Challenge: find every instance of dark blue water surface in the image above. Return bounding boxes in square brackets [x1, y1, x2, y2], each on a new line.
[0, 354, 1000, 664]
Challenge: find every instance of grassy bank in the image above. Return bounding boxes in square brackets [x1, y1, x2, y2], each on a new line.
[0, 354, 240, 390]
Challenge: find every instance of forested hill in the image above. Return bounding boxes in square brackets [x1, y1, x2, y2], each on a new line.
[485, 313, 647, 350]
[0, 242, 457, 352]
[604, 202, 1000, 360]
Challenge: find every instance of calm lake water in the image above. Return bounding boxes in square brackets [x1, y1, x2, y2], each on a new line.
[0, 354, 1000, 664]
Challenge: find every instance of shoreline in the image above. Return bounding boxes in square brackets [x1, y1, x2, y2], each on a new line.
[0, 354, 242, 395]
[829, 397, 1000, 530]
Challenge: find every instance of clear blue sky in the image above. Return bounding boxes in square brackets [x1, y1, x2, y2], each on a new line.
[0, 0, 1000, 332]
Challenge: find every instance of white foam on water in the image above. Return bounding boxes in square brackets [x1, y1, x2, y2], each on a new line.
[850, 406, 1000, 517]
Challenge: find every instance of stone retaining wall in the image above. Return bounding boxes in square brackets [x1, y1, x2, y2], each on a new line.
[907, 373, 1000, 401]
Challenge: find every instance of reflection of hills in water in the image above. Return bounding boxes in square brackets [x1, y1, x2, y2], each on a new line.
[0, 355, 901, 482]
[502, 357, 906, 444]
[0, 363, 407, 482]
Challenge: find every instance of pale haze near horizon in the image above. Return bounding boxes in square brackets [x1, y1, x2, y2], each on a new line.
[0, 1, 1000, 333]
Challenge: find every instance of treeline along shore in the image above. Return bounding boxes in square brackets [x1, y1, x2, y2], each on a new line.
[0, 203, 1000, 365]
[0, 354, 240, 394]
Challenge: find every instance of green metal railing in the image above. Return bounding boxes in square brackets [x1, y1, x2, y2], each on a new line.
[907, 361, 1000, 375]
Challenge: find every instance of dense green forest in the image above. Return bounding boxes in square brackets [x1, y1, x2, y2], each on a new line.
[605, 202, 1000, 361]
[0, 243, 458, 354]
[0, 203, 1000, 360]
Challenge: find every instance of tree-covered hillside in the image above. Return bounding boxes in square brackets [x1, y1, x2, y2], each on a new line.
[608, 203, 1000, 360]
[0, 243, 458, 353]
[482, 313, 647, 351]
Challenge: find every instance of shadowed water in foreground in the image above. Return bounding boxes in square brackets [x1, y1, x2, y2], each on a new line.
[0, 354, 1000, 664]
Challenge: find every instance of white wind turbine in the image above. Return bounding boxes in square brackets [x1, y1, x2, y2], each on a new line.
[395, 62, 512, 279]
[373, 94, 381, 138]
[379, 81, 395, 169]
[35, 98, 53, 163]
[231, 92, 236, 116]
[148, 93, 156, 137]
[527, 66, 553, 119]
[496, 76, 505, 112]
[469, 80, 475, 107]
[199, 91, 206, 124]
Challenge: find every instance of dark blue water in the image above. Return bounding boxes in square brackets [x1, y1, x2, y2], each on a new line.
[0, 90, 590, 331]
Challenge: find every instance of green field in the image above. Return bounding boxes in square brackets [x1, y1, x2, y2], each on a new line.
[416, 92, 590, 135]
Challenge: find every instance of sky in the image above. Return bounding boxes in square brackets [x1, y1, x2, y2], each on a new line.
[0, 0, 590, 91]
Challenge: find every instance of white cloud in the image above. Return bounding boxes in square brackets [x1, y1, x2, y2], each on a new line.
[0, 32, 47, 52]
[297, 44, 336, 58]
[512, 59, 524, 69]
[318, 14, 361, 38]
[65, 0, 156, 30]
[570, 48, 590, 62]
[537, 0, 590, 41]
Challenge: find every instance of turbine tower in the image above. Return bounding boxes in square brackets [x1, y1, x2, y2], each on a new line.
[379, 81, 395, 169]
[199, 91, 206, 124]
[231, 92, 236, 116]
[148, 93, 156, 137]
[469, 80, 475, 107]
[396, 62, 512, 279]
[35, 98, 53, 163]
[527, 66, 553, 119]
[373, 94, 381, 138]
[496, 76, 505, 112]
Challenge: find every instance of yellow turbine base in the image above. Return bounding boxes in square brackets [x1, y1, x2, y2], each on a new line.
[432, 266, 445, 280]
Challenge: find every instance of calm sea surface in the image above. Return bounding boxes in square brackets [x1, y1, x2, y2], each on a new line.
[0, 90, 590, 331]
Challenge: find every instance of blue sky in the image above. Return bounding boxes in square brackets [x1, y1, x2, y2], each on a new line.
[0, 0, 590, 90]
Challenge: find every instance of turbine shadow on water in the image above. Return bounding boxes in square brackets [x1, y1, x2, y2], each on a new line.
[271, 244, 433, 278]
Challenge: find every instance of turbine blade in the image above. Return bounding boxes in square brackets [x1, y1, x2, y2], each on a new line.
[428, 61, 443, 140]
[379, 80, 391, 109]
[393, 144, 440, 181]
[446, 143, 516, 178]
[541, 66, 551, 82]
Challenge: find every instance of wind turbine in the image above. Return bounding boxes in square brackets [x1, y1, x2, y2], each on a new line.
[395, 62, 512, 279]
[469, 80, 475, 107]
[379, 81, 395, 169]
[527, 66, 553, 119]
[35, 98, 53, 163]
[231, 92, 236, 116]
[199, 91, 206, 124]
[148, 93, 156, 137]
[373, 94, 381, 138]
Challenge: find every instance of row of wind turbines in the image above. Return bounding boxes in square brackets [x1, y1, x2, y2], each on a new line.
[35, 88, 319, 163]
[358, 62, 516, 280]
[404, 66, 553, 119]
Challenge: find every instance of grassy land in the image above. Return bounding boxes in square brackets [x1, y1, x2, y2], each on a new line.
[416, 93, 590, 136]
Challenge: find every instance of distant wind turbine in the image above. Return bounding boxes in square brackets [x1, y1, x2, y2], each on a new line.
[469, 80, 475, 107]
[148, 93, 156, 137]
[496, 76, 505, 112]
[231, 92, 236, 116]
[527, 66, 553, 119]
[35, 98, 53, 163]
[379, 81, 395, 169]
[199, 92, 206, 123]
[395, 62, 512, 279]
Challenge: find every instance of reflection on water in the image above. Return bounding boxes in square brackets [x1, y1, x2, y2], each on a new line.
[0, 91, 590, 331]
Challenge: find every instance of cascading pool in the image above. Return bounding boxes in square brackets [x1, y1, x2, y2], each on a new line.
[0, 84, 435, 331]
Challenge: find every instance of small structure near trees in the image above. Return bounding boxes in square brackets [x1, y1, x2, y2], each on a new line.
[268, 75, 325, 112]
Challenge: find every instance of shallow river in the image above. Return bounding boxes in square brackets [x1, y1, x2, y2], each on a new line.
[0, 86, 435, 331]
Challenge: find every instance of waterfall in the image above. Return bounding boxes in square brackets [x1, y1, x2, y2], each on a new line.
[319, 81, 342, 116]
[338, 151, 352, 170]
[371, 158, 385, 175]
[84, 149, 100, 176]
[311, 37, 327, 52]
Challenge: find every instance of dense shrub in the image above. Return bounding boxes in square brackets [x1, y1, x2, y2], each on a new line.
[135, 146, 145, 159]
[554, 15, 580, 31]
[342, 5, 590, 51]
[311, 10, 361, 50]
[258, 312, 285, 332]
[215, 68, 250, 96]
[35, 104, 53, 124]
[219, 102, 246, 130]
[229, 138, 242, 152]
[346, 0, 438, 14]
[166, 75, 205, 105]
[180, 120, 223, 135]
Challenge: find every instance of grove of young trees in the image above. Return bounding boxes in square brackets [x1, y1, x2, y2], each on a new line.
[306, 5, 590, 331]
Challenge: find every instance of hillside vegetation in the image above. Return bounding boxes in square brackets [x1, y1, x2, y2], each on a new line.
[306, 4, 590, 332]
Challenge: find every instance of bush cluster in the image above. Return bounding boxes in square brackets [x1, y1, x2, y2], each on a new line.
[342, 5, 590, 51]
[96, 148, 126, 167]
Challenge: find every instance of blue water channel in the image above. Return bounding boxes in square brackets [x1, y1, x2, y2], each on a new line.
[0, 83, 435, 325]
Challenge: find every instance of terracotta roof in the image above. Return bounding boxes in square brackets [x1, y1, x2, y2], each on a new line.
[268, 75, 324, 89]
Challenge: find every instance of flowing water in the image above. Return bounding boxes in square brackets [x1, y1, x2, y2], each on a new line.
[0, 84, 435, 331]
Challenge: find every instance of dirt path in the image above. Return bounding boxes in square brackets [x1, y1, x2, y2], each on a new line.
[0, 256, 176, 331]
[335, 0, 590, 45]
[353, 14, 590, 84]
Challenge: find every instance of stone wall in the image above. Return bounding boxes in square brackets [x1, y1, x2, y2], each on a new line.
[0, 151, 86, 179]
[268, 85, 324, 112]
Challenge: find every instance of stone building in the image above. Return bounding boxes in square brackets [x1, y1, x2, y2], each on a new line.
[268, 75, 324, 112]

☆ ☆ ☆ ☆

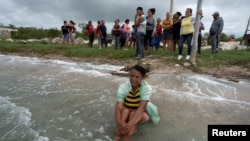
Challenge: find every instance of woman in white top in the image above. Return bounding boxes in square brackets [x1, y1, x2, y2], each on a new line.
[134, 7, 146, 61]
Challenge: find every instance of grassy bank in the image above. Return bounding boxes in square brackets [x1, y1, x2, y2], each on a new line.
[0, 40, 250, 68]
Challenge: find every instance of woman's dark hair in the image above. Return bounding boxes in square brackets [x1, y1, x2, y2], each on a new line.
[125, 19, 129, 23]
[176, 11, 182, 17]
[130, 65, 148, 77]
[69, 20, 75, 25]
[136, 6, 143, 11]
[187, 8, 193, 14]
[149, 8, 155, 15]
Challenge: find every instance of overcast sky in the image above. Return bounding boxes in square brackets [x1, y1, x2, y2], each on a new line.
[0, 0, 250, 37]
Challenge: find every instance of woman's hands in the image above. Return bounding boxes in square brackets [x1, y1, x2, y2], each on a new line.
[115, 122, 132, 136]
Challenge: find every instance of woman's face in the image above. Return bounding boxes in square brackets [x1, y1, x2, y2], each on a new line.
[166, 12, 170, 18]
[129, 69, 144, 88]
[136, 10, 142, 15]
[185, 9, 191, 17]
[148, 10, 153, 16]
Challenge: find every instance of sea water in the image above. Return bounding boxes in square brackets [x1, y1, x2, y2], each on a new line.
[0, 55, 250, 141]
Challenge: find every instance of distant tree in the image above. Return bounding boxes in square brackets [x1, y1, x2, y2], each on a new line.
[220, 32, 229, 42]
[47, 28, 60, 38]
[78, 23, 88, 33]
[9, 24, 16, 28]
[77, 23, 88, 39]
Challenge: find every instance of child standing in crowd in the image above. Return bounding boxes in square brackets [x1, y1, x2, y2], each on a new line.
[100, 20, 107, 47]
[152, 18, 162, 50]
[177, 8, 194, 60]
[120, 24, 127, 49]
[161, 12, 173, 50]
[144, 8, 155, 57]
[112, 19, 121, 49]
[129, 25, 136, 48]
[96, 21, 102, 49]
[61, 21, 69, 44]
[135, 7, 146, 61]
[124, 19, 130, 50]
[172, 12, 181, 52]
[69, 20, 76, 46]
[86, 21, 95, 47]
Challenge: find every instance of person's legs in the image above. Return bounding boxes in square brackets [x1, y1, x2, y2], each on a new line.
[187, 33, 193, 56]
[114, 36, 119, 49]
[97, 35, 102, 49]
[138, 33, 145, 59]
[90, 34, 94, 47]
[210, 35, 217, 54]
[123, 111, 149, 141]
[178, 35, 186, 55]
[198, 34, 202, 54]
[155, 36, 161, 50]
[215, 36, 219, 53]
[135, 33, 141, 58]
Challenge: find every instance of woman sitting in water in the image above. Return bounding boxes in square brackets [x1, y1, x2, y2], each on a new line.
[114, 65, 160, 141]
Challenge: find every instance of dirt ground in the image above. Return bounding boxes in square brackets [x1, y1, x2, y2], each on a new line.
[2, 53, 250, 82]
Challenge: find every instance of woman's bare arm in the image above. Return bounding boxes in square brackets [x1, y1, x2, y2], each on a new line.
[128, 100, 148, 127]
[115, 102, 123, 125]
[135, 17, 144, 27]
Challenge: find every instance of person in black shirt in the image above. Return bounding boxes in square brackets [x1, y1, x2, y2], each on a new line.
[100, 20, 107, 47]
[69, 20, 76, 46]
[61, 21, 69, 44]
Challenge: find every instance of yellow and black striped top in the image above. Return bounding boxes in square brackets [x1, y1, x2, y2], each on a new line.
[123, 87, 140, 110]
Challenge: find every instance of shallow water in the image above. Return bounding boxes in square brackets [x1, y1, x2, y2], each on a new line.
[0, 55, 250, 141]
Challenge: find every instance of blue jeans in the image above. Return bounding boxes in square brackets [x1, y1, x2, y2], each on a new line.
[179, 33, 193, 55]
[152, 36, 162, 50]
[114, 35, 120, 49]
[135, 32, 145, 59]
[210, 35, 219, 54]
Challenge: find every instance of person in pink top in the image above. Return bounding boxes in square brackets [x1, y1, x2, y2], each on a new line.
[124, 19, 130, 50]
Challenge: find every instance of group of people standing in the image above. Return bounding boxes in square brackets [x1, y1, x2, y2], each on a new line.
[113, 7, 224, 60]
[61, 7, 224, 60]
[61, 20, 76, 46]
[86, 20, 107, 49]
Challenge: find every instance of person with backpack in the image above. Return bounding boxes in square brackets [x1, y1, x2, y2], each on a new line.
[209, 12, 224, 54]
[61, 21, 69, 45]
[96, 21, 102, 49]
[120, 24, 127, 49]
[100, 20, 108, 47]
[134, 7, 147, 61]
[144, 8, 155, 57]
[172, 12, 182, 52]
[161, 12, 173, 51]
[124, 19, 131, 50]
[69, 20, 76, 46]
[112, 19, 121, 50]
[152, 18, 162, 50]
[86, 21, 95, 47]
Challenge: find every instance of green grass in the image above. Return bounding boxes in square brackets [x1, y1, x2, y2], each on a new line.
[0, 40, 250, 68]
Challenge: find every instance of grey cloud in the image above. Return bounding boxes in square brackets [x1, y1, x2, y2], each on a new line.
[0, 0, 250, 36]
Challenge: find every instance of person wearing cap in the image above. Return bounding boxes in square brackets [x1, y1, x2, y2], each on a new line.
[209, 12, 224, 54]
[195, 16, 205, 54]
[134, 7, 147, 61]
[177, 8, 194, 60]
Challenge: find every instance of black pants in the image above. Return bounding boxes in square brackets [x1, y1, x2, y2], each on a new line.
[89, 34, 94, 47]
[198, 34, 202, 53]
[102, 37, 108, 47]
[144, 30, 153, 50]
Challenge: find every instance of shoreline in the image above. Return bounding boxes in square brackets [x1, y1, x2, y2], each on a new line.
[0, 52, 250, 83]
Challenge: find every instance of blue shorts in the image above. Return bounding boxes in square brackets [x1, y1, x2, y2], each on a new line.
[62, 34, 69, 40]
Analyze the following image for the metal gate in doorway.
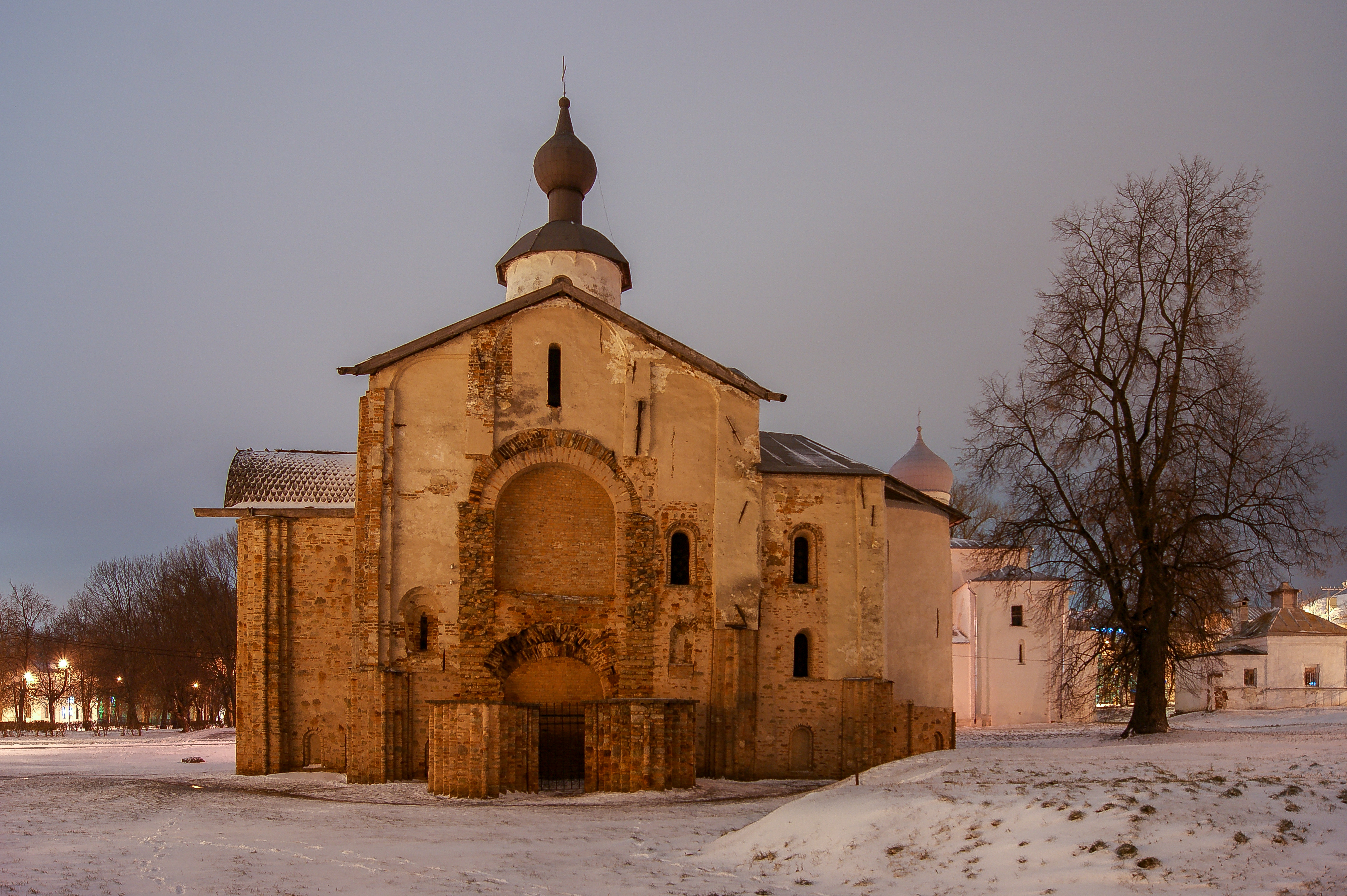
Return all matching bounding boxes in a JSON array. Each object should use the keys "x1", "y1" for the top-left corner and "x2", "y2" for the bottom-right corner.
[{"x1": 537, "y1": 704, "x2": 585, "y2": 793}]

☆ ☆ ☆ ☆

▸ **Challenge**
Rescale the items from the line with "Challenge: find every instance of dark blue water surface" to the line with "[907, 373, 1000, 401]", both lines included, and write them all out again. Keep every text line unchanged, and multiply each bounding-box coordinate in the answers by 0.6, rounding to the nearest whole number with halves rounded up.

▸ **Solution to the problem**
Challenge: find every instance of dark blue water surface in the image above. Return bounding boxes in square brackets [x1, y1, x2, y2], each on a new line.
[0, 212, 600, 398]
Challenge: find every instance of grassy bank in the image above. Return bounding boxes in square brackets [x1, y1, x2, y2], each on a new line.
[0, 212, 144, 234]
Challenge: find every instance of forested hill in the image above. Return bounding boxes in square brackets [x1, y1, x2, y2], each on a new line.
[291, 188, 388, 210]
[0, 145, 274, 211]
[362, 121, 600, 216]
Challenge: find every instance of calm lake water in the image above. Return bounding boxes in square brackets [x1, y1, x2, y2], each on a new line.
[0, 212, 600, 398]
Challenge: find every instance of shoreline in the image above. Return bounding boxes in square brackets [x1, y1, x2, y2], each on a new line.
[0, 212, 145, 237]
[497, 238, 600, 318]
Challenge: find every instance of clear blue sky in the image above. Return bounding boxes in square brackets [x1, y1, x2, y2], each on a new line.
[0, 0, 600, 199]
Challenge: find every instance of white foam on water in the image above. Return bounding boxes in square brackets [x1, y1, x2, y2], each on a new line.
[510, 244, 600, 310]
Challenge: find every instance of stone retaining wall in the image above. Return bounding boxes in square brackets [x1, y1, x2, y2], each on a new line.
[544, 224, 600, 241]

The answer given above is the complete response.